Rewrite the rows below, starting with the line that contains "Practice step: find the white" and going on through the end of the rows, keeping every request line and adding 60 to each number in the answer coordinates.

Supplied data:
┏━━
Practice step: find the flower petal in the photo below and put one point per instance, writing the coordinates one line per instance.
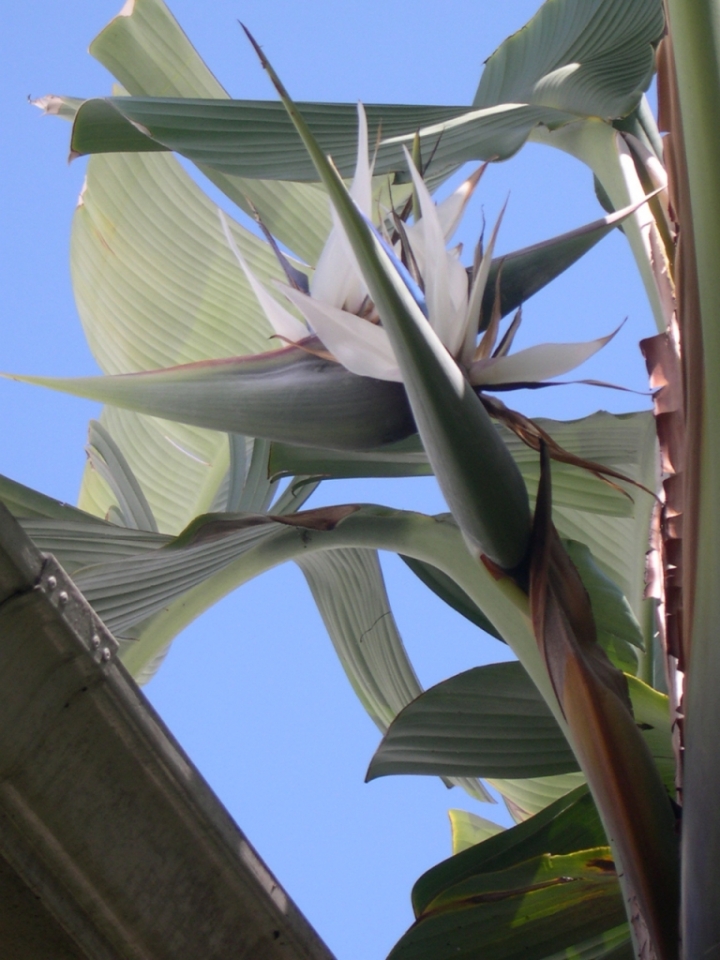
(282, 321)
(451, 210)
(360, 346)
(446, 317)
(337, 279)
(535, 364)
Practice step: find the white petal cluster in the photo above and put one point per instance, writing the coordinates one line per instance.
(338, 309)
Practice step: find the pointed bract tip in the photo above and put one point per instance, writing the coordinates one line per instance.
(50, 105)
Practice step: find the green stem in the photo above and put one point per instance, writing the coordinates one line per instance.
┗━━
Result of this task:
Practice step: find the white petal cluster in the photo above and put one point per instance, writing the coordinates one line per instance.
(398, 369)
Practice step: find the pointed bract tip in the photo above and put one point per instance, writing the coordinates one line per instance.
(110, 165)
Practice step: find the green stem in the photo above and put one point per instance, writing the coordinates one line per instance.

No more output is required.